**Written instruction**
Output all lines exactly, with nothing added or dropped.

**Data extracted from a collection**
------------------------------------

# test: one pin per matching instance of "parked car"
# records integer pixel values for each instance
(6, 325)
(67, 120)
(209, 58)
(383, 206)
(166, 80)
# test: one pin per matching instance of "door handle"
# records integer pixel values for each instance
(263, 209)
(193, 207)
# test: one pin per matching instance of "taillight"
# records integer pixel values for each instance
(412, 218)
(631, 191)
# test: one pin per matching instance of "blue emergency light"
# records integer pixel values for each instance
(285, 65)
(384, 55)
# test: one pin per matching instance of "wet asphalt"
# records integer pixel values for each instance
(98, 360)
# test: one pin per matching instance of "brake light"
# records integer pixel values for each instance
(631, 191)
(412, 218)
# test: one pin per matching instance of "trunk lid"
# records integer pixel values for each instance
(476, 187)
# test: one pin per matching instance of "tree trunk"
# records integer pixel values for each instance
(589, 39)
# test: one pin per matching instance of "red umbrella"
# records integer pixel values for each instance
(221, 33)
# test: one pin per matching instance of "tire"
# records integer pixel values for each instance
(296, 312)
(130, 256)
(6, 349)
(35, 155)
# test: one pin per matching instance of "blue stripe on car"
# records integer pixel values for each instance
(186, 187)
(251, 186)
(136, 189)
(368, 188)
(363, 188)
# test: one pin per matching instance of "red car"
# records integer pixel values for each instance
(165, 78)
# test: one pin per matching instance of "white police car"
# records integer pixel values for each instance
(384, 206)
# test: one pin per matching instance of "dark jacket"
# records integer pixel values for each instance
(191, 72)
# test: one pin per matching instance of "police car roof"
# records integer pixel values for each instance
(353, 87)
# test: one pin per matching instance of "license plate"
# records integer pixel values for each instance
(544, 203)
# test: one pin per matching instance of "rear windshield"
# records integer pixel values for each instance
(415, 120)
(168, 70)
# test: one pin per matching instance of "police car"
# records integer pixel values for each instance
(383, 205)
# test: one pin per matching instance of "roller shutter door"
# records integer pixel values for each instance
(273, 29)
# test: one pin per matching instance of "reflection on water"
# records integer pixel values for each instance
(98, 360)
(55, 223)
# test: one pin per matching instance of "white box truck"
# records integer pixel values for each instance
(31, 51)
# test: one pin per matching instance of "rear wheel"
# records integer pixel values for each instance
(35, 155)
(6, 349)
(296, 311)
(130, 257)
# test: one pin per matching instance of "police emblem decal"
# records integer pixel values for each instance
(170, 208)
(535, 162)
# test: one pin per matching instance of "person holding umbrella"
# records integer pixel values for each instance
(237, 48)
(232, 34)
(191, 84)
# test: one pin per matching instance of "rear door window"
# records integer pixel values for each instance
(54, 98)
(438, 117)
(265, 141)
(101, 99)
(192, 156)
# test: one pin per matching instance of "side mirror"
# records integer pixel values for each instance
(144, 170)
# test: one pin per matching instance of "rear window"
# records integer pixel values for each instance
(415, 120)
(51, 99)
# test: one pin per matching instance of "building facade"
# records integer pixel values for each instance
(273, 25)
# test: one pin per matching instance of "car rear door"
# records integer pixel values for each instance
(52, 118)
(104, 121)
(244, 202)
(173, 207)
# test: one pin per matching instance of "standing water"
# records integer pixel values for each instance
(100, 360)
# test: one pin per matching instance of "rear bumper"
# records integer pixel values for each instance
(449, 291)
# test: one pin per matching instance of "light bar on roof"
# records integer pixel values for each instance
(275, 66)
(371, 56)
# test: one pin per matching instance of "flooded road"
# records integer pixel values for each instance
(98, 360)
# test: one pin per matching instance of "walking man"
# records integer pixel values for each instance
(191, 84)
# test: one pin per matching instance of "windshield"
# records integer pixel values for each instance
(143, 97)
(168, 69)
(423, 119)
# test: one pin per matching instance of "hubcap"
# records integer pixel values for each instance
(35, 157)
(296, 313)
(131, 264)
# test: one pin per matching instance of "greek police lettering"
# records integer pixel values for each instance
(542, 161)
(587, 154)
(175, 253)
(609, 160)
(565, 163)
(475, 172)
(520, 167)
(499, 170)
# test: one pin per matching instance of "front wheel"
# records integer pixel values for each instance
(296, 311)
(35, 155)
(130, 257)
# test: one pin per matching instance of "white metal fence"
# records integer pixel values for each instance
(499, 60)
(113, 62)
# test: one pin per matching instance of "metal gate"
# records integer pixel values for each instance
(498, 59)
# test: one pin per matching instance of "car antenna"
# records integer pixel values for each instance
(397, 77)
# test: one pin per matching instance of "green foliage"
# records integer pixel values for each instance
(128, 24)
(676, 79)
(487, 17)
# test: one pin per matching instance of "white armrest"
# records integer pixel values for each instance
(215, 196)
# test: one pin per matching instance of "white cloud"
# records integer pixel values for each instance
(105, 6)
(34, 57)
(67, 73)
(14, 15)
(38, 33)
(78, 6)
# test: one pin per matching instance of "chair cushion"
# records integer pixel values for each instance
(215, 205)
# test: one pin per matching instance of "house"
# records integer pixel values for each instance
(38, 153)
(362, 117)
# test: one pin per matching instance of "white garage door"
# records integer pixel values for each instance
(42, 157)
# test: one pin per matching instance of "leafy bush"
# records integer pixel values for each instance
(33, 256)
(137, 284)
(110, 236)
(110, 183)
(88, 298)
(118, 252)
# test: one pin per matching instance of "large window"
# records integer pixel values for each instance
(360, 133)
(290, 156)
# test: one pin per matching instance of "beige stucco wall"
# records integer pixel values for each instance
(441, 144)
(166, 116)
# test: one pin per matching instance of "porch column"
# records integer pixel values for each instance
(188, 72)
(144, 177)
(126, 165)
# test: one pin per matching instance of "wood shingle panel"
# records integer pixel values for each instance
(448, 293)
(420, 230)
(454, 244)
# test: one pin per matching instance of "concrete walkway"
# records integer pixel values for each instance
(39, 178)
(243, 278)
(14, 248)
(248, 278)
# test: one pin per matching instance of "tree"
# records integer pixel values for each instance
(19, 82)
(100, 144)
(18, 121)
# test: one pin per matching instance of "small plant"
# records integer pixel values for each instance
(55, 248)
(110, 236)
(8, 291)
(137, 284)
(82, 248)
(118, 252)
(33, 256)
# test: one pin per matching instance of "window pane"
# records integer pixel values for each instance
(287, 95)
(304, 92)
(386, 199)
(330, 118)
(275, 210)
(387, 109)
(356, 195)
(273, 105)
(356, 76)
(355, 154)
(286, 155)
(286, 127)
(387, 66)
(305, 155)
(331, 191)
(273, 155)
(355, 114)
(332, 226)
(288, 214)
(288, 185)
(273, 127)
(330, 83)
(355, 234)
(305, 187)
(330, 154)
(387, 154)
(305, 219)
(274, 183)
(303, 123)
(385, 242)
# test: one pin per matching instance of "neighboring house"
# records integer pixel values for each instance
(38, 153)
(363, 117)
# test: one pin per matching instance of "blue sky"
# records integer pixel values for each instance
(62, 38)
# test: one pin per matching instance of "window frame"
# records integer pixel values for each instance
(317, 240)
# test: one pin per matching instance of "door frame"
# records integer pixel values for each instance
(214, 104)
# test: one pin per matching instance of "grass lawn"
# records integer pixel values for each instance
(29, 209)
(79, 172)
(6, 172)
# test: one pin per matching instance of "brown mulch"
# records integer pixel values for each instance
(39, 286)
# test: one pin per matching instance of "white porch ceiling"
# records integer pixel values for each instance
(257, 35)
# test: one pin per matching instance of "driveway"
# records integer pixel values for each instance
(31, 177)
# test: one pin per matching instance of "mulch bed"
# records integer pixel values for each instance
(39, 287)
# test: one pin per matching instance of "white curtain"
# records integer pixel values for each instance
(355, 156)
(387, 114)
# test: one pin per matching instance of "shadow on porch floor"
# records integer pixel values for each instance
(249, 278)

------------------------------------

**Correct answer**
# test: one pin per matching instance of "parked car"
# records integer pixel values for each instance
(6, 325)
(67, 120)
(209, 58)
(383, 206)
(166, 80)
# test: one pin per matching instance of "door handle"
# records integer pixel values for each instance
(263, 209)
(193, 207)
# test: one pin per matching instance of "taillight"
# records integer pixel values for each instance
(412, 218)
(631, 191)
# test: one pin per matching instance of "blue emergency light"
# records integer pixel values for each instance
(285, 65)
(384, 55)
# test: one pin per matching instance of "wet asphalt"
# records integer pixel values for each instance
(98, 360)
# test: one pin per matching instance of "brake light"
# records integer pixel values for each instance
(631, 191)
(412, 218)
# test: one pin per matching instance of "trunk lid"
# records integer pixel values for each instance
(476, 187)
# test: one pin per matching instance of "tree trunk"
# records integer pixel values for each instance
(589, 39)
# test: one pin per matching instance of "red umbrella"
# records integer pixel values for each instance
(221, 33)
# test: one pin per matching instance of "tire"
# records integer pixel values for each instance
(296, 312)
(130, 256)
(6, 349)
(35, 155)
# test: one pin per matching instance of "blue stripe on car"
# records integer pixel values for each instance
(186, 187)
(251, 186)
(136, 189)
(368, 188)
(363, 188)
# test: one pin per matching instance of "red car"
# records integer pixel values for each instance
(165, 78)
# test: one pin per matching instance of "white police car"
# records integer pixel values for each instance
(384, 206)
# test: one pin per matching instance of "dark jacket"
# records integer pixel values for each instance
(191, 72)
# test: one pin per matching instance of "police car roof"
# records integer pixel values for each instance
(353, 87)
# test: one pin per matching instance of "license plate"
# records integer pixel values for each instance
(544, 203)
# test: one pin per matching instance of "rear windshield"
# records integer pixel values for each instance
(415, 120)
(168, 70)
# test: one pin per matching instance of "police car"
# records integer pixel values for each instance
(383, 205)
# test: one pin per matching instance of "roller shutter door"
# records integer pixel values for each instance
(273, 29)
# test: one pin per matching instance of "reflection on water"
# records integer pixel values for each instance
(98, 360)
(55, 223)
# test: one pin per matching instance of "white box truck"
# records integer pixel values for each instance
(31, 51)
# test: one pin per matching instance of "rear wheel"
# records integer pixel values for each instance
(35, 155)
(6, 349)
(296, 311)
(130, 257)
# test: one pin per matching instance of "police emblem decal"
# records integer pixel values for each instance
(170, 208)
(535, 162)
# test: one pin per matching instance of "person holding umbrella"
# records integer pixel values for each instance
(237, 48)
(232, 34)
(191, 84)
# test: one pin per matching instance of "rear door window"
# records integer pixel values for each instance
(54, 98)
(438, 117)
(265, 141)
(101, 99)
(192, 156)
# test: one pin per matching instance of "side mirror"
# records integer pixel values for each instance
(144, 170)
# test: one pin per matching instance of "rear window"
# records integer pixel values for each instance
(415, 120)
(51, 99)
# test: one pin per matching instance of "building facade"
# records integer pixel values for each instance
(273, 25)
# test: one pin per matching instance of "car rear door"
# records integer pixel values for each instance
(52, 118)
(104, 121)
(244, 202)
(173, 207)
# test: one pin per matching instance of "standing water"
# records integer pixel values for each instance
(100, 360)
# test: one pin per matching instance of "rear bumper"
# records integer pixel values for each instance
(449, 291)
# test: one pin per matching instance of "light bar on roof"
# records integer pixel values for each instance
(275, 66)
(371, 56)
# test: one pin per matching instance of "flooded road"
# records integer pixel values for each instance
(98, 360)
# test: one pin per matching instance of "walking man"
# records integer pixel values for each instance
(191, 84)
# test: one pin per matching instance of "windshield"
# records integer pixel values for each instance
(143, 97)
(168, 69)
(423, 119)
# test: one pin per matching instance of "hubcap"
# records integer pixel values for each instance
(35, 157)
(296, 313)
(131, 264)
# test: one pin per matching instance of "greek police lettering"
# records integer pixel values for each instance
(542, 161)
(587, 154)
(175, 253)
(609, 160)
(565, 163)
(475, 172)
(520, 167)
(499, 170)
# test: one pin per matching instance of "front wheel"
# records integer pixel values for each instance
(296, 311)
(35, 155)
(130, 257)
# test: one pin per matching instance of "white metal fence"
# records integer pixel values for each instance
(499, 60)
(113, 62)
# test: one pin per matching instance of "metal gate"
# records integer pixel values for each instance
(498, 59)
# test: one pin per matching instance of "car antenna"
# records integer pixel values for each instance
(397, 77)
# test: one pin per matching instance of "green foliage"
# records integer pixel values for each instance
(128, 24)
(676, 79)
(487, 17)
# test: one pin per matching instance of "white armrest"
# records integer pixel values for each instance
(215, 196)
# test: one pin per matching instance of "white cloud"
# records integer pixel values for each instance
(105, 6)
(34, 57)
(67, 73)
(14, 15)
(38, 33)
(78, 6)
# test: one pin per matching instance of "chair cushion"
# records integer pixel values for each instance
(215, 205)
# test: one pin per matching instance of "house"
# records integer pixel values for each instance
(38, 153)
(362, 117)
# test: one pin per matching instance of "white garage door"
# records integer pixel values for each instance
(42, 157)
# test: one pin per matching instance of "leafy bush"
# records integer pixel values for each instance
(33, 256)
(137, 284)
(110, 236)
(110, 183)
(88, 298)
(118, 252)
# test: one pin per matching instance of "large window"
# records integer pixel values for each instance
(360, 133)
(290, 156)
# test: one pin per matching instance of "beige stucco wall"
# records integer pixel values for each instance
(441, 144)
(166, 116)
# test: one pin per matching instance of "porch column"
# records integer pixel values for each instance
(188, 72)
(144, 177)
(126, 165)
# test: one pin per matching instance of "wood shingle panel"
# records integer pixel values for each instance
(448, 293)
(420, 230)
(454, 244)
# test: one pin per matching instance of "concrete walkway"
# records integer pixel values for each instance
(39, 178)
(243, 278)
(14, 248)
(248, 278)
# test: one pin per matching instance of "tree"
# records integer pixel values for each instance
(19, 82)
(100, 144)
(18, 121)
# test: one pin per matching instance of "small plant"
# records integer pixel values for each instance
(55, 248)
(110, 236)
(8, 291)
(137, 284)
(82, 248)
(118, 252)
(33, 256)
# test: one pin per matching instance of "window pane"
# records integer pixel values for each instance
(287, 95)
(304, 92)
(386, 199)
(330, 118)
(275, 210)
(387, 109)
(356, 195)
(273, 105)
(356, 76)
(355, 154)
(286, 155)
(286, 127)
(387, 66)
(305, 155)
(331, 191)
(273, 155)
(355, 114)
(332, 226)
(288, 214)
(288, 185)
(273, 127)
(330, 83)
(355, 234)
(305, 187)
(330, 154)
(387, 154)
(305, 219)
(274, 183)
(303, 123)
(385, 242)
# test: one pin per matching instance of "neighboring house"
# records integer pixel values for each instance
(38, 153)
(363, 117)
# test: one pin per matching instance of "blue sky"
# records integer pixel values for each instance
(62, 38)
# test: one pin per matching instance of "window frame"
# records integer pixel values for each instance
(317, 240)
# test: one pin per matching instance of "door frame"
# records integer pixel values for each instance
(214, 104)
# test: one pin per matching instance of "grass lawn"
# records integer pixel values for each instance
(29, 209)
(79, 172)
(6, 172)
# test: one pin per matching instance of "brown mulch"
# records integer pixel values for each instance
(39, 286)
# test: one pin per matching instance of "white porch ceiling"
# records integer pixel values for each instance
(257, 35)
# test: one pin per matching instance of "driveway"
# records integer pixel values for each instance
(31, 177)
# test: one pin per matching instance of "mulch bed"
# records integer pixel values for each instance
(39, 287)
# test: one pin per matching instance of "white curtain"
# records integer pixel values for each instance
(355, 156)
(387, 114)
# test: one pin per matching instance of "shadow on porch floor"
# records integer pixel values for each instance
(249, 278)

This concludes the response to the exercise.